In short, it returns an ofVec3f containing (radiusSegments, heightSegments, capSegments) for cone polygonization.
void ofApp::draw(){
// Draw a red cone
ofSetColor(255, 0, 0);
ofFill();
ofDrawCone(ofGetWidth() * .5, ofGetHeight()* .5, 200, 300);
string coneres = ofToString(ofGetConeResolution());
ofDrawBitmapString("Cone Resolution: " + coneres, 30, 30);
//NOTE: to better see the 3D shape you need to create a light spot...
//check `ofLight' documentation
}
Documentation from code comments
Retrieve a data structure describing the resolution with which cones are polygonized.
Allows you to fetch the resolution with which cones are polygonized. Returns an ofVec3f containing the following data: Encoded as "x": radiusSegments, the number of facets (subdivisions) around the cone's circular footprint. Encoded as "y": heightSegments, the number of subdivisions from the cone's top to bottom. Encoded as "z": capSegments, the number of annular (ring-shaped) subdivisions of the cone's endcap.
Returns: An ofVec3f containing (radiusSegments, heightSegments, capSegments) for cone polygonization.
ofGetCylinderResolution()
glm::vec3 ofGetCylinderResolution()
Allows you to fetch the resolution with which cylinder are polygonized. Returns an ofVec3f containing the following data: Encoded as "x": radiusSegments, the number of facets (subdivisions) around the cylinder’s circular footprint. Encoded as "y": heightSegments, the number of subdivisions from the cylinder’s top to bottom. Encoded as "z": capSegments, the number of annular (ring-shaped) subdivisions of the cylinder’s endcap.
In short, it returns an ofVec3f containing (radiusSegments, heightSegments, capSegments) for cone polygonization.
void ofApp::draw(){
// Draw a green cylinder
ofSetColor(0, 255, 0);
ofFill();
ofDrawCylinder(ofPoint(ofGetWidth() * .5, ofGetHeight()* .5), 50, 200);
string cylres = ofToString(ofGetCylinderResolution());
ofDrawBitmapString("Cylinder Resolution: " + cylres, 30, 30);
//NOTE: to better see the 3D shape you need to create a light spot...

::::::::::

# [Required task a]
According to the documentation excerpt on cone resolution, what does the "z" value in the returned ofVec3f encode for a cone?

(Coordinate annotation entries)

::::::::::

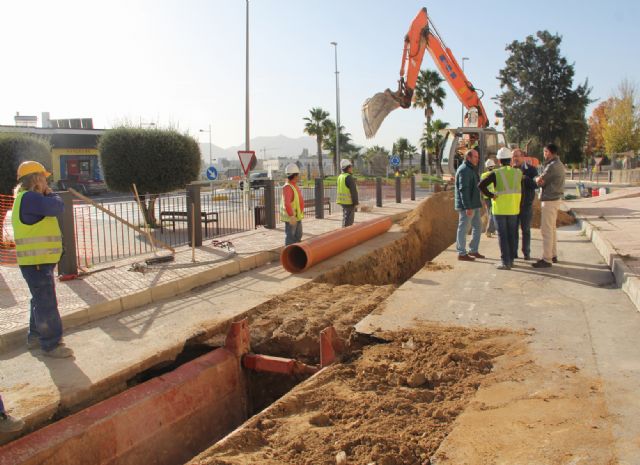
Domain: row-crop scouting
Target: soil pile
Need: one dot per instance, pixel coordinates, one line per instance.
(392, 404)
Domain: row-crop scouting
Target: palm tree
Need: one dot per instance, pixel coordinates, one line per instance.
(318, 124)
(429, 92)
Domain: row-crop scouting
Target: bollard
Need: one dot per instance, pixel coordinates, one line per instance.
(68, 264)
(319, 198)
(194, 219)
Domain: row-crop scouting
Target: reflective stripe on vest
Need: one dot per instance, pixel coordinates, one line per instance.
(39, 243)
(508, 190)
(344, 193)
(295, 205)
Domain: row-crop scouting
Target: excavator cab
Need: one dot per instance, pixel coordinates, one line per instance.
(487, 141)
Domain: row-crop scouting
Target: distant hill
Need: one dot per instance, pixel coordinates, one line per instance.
(268, 147)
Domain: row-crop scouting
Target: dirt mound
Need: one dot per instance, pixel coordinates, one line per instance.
(564, 218)
(392, 405)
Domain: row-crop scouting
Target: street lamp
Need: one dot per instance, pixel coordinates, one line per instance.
(335, 45)
(463, 60)
(210, 153)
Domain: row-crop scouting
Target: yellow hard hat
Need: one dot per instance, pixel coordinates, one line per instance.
(30, 167)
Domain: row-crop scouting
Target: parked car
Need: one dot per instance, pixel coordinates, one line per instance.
(84, 186)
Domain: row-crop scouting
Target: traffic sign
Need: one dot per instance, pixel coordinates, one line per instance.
(247, 160)
(212, 173)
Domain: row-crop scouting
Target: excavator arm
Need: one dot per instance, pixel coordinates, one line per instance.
(422, 36)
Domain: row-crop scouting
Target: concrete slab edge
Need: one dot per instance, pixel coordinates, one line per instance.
(237, 265)
(625, 278)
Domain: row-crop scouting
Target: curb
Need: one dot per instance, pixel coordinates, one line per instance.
(625, 278)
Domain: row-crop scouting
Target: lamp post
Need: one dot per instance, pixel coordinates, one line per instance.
(335, 165)
(463, 60)
(210, 147)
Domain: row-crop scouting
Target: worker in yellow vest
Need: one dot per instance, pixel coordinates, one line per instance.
(505, 205)
(38, 248)
(347, 193)
(292, 206)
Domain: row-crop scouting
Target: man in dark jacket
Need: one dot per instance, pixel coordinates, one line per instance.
(529, 187)
(468, 206)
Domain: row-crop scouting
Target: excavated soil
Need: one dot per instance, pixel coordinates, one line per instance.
(391, 404)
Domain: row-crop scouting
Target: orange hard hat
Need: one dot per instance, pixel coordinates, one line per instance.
(30, 167)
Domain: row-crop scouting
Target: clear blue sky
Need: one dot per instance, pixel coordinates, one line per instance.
(181, 63)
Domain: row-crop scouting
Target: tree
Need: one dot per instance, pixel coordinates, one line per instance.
(155, 160)
(16, 148)
(622, 124)
(597, 123)
(539, 100)
(318, 125)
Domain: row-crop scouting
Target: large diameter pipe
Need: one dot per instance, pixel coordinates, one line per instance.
(299, 257)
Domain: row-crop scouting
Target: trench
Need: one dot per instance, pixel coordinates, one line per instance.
(289, 326)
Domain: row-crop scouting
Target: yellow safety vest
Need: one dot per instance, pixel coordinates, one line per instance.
(344, 193)
(490, 187)
(295, 205)
(36, 244)
(508, 190)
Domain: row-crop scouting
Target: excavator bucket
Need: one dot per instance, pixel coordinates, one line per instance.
(376, 109)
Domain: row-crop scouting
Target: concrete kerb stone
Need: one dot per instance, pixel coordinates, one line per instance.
(625, 278)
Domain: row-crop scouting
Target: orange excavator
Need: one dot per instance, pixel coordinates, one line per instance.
(476, 133)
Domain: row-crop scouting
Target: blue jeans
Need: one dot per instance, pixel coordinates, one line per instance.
(524, 222)
(348, 215)
(507, 232)
(44, 321)
(491, 225)
(293, 234)
(463, 225)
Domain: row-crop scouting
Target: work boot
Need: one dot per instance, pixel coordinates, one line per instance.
(60, 351)
(9, 424)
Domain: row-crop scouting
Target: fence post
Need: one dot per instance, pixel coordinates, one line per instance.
(270, 204)
(69, 261)
(194, 210)
(378, 192)
(319, 198)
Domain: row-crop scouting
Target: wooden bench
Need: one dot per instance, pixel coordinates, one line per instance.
(174, 217)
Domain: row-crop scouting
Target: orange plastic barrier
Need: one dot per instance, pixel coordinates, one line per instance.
(7, 246)
(302, 256)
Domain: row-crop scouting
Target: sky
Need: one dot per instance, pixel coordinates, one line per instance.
(181, 63)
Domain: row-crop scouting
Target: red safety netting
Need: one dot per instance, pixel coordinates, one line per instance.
(7, 245)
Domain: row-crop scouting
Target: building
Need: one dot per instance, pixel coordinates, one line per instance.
(74, 145)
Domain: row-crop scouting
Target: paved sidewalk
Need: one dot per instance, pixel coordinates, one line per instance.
(116, 288)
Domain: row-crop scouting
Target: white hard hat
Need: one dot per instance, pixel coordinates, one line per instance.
(504, 154)
(291, 168)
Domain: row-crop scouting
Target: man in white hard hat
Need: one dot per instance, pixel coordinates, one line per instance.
(489, 165)
(505, 205)
(347, 193)
(292, 206)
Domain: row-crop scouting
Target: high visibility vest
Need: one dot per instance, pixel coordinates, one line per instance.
(508, 190)
(295, 205)
(490, 187)
(36, 244)
(344, 193)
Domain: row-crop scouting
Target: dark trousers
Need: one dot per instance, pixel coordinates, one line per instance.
(348, 215)
(507, 232)
(44, 321)
(524, 224)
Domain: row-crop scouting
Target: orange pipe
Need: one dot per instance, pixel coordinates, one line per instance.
(303, 255)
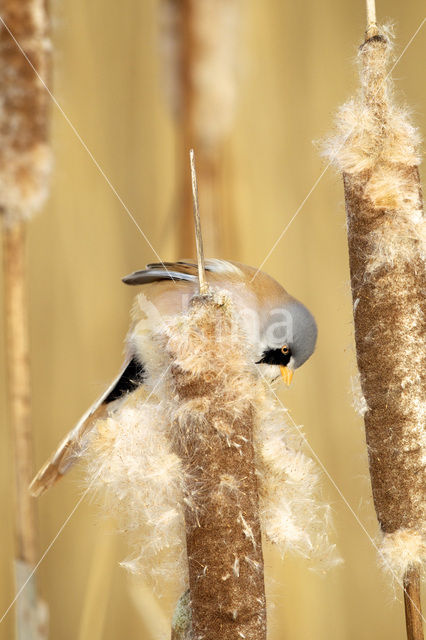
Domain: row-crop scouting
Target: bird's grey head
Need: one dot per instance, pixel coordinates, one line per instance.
(288, 338)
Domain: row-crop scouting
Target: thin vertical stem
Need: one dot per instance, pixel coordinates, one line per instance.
(19, 386)
(198, 237)
(372, 29)
(412, 603)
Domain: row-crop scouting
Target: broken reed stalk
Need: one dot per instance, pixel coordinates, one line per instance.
(203, 286)
(377, 152)
(212, 433)
(24, 169)
(200, 41)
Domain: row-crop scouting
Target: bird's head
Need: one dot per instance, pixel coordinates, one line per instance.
(287, 339)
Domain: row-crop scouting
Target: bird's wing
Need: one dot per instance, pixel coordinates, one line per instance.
(180, 270)
(72, 446)
(163, 271)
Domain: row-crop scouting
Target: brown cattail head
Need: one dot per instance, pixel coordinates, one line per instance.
(203, 459)
(25, 158)
(376, 149)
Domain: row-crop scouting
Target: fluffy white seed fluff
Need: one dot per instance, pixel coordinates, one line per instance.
(404, 549)
(130, 464)
(374, 136)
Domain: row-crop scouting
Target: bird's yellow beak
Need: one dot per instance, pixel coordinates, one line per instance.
(287, 375)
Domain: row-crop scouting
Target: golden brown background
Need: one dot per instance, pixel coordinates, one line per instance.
(296, 68)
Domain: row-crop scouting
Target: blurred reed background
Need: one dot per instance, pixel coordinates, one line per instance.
(295, 68)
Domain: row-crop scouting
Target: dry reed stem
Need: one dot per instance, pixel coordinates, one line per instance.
(199, 39)
(413, 605)
(19, 386)
(24, 169)
(386, 238)
(223, 533)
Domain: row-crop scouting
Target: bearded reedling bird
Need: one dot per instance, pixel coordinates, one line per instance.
(282, 330)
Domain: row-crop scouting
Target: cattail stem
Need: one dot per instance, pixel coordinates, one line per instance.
(412, 603)
(386, 238)
(213, 435)
(202, 41)
(372, 29)
(19, 385)
(203, 286)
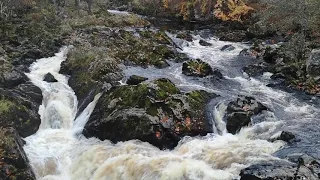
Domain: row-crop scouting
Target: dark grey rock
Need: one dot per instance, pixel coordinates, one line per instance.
(13, 160)
(240, 111)
(50, 78)
(228, 47)
(204, 43)
(13, 78)
(313, 63)
(300, 167)
(196, 68)
(135, 80)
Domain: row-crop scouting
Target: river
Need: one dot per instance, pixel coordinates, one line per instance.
(59, 151)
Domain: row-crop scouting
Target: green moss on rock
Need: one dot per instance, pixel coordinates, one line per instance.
(161, 113)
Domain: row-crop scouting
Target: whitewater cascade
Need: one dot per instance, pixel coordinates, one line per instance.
(59, 151)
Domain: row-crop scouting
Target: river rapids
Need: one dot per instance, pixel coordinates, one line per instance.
(59, 151)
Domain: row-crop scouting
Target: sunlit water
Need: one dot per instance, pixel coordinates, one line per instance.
(58, 151)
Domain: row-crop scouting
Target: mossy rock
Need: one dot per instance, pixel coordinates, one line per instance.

::::::::::

# [Required task b]
Say how many lines of the listing contain the string "orange", with case counting. Give only the number.

# [Complete output a]
capSegments, the number of annular (ring-shaped) subdivisions of the cone's endcap.

# [Complete output b]
4